- Trecho apresentado -
+ + + +

Estes pensamentos e muitos outros, mas concatenados systematicamente,
formam o que eu chamarei, embora ambiciosamente, a minha philosophia. O
meu amigo Oliveira Martins apresentou-me como um buddhista. Ha, com
effeito, muita coisa commum entre as minhas doutrinas e o Buddhismo, mas
creio que ha n'ellas mais alguma coisa do que isso. Parece-me que é esta
a tendencia do espirito moderno que, dada a sua direcção e os seus
pontos de partida, não pode sair do naturalismo, cada vez em maior
estado de banca rota, senão por esta porta do psychodynamismo ou
panpsychismo. Creio que é este o ponto nodal e o centro de attracção da
grande nebulose do pensamento moderno, em via de condensação. Por toda a
parte, mas sobretudo na Allemanha, encontram-se claros symptomas d'esta
tendencia. O occidente produzirá pois, por seu turno, o seu Buddhismo, a
sua doutrina mystica definitiva, mas com mais solidos alicerces e, por
todos os lados, em melhores condições do que o Oriente.
Não sei se poderei realizar, como tenho desejo, a exposição dogmatica
das minhas idéas philosophicas. Quizera concentrar n'essa obra suprema
toda a actividade dos annos que me restam a viver. Desconfio, porém, que
não o conseguirei; a doença que me ataca os centros nervosos, não me
permitte esforço tão grande e tão aturado como fôra indispensavel para
levar a cabo tão grande empreza. Morrerei, porém, com a satisfação de
ter entrevisto a direcção definitiva do pensamento europeu, o Norte para
onde se inclina a divina bussola do espirito humano. Morrerei tambem,
depois de uma vida moralmente tão agitada e dolorosa, na placidez de
pensamentos tão irmãos das mais intimas aspirações da alma humana e,
como diziam os antigos, na paz do Senhor!--Assim o espero.

+ + + +

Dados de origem
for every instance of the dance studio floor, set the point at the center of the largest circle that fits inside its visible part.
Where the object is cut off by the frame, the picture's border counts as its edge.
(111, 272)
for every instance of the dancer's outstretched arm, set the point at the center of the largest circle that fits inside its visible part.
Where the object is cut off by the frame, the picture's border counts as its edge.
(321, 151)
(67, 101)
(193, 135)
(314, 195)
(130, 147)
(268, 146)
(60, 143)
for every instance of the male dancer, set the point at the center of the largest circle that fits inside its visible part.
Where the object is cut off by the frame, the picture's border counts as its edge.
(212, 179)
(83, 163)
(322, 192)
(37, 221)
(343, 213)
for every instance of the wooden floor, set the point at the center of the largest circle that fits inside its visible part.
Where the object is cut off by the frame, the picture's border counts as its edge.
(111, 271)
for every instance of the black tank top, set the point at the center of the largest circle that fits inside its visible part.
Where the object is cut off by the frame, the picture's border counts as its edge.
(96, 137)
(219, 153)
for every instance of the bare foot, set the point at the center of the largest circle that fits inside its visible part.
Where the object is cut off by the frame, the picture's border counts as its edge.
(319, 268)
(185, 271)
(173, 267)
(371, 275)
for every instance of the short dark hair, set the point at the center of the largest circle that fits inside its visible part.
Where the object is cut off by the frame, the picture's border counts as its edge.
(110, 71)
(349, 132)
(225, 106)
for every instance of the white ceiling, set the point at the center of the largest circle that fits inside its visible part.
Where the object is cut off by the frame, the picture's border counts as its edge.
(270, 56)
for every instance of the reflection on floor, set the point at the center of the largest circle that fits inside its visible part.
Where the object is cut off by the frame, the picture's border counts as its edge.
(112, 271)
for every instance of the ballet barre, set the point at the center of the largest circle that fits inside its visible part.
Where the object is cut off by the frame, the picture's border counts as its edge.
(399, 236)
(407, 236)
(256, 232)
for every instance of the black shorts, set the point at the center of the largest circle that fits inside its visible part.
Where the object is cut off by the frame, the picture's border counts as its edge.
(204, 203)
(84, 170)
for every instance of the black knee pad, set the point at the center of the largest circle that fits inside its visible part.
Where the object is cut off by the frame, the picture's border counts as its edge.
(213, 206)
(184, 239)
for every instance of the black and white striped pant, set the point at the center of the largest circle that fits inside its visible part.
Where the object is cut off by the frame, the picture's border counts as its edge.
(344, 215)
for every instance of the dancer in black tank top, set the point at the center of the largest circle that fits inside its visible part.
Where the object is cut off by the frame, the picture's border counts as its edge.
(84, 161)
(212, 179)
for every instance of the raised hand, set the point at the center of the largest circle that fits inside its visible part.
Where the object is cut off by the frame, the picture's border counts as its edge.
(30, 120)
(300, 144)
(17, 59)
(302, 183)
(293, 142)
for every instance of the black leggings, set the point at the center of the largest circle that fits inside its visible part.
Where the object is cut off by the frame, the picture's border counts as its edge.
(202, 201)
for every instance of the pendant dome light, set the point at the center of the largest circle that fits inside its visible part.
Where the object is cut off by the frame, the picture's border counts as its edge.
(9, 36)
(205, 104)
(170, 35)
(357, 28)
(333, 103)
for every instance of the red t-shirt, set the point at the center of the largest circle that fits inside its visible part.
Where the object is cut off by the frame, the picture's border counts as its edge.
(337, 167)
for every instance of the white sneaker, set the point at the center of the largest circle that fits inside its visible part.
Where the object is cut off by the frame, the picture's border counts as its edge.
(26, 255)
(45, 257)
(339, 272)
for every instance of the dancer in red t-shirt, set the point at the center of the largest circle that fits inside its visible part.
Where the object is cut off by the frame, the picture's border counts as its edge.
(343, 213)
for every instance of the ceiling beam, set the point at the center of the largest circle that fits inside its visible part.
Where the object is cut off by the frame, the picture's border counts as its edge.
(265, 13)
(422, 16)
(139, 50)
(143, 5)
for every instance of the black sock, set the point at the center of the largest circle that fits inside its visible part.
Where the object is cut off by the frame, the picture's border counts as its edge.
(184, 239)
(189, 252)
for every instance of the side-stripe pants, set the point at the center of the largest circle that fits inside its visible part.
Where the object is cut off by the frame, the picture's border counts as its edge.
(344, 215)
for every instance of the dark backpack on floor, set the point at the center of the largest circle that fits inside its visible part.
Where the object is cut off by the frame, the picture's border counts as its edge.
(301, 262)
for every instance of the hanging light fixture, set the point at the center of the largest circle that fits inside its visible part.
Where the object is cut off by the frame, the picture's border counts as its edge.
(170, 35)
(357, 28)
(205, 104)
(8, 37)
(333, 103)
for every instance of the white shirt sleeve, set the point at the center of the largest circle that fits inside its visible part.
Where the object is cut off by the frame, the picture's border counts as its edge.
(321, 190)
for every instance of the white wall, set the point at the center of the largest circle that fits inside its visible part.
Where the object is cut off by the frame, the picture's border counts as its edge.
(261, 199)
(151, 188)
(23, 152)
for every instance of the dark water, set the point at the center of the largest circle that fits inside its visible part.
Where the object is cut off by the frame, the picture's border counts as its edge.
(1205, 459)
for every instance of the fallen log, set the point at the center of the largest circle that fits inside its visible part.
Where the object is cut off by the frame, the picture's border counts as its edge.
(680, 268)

+ + + +

- Instruções das tarefas -
- 1) Segundo o trecho apresentado, em que país se encontram, sobretudo, claros sintomas da tendência descrita?
- 2) Traduza para o inglês esta frase do trecho apresentado: "O meu amigo Oliveira Martins apresentou-me como um buddhista."
- 3) Devolva, sem qualquer alteração, a parte do trecho apresentado que vai de "Não sei se poderei" a "Senhor!--Assim o espero.", inclusive.

- Respostas dos exercícios -
- 1) Sobretudo na Allemanha.

- 2) My friend Oliveira Martins presented me as a Buddhist.

- 3)
Não sei se poderei realizar, como tenho desejo, a exposição dogmatica
das minhas idéas philosophicas. Quizera concentrar n'essa obra suprema
toda a actividade dos annos que me restam a viver. Desconfio, porém, que
não o conseguirei; a doença que me ataca os centros nervosos, não me
permitte esforço tão grande e tão aturado como fôra indispensavel para
levar a cabo tão grande empreza. Morrerei, porém, com a satisfação de
ter entrevisto a direcção definitiva do pensamento europeu, o Norte para
onde se inclina a divina bussola do espirito humano. Morrerei tambem,
depois de uma vida moralmente tão agitada e dolorosa, na placidez de
pensamentos tão irmãos das mais intimas aspirações da alma humana e,
como diziam os antigos, na paz do Senhor!--Assim o espero.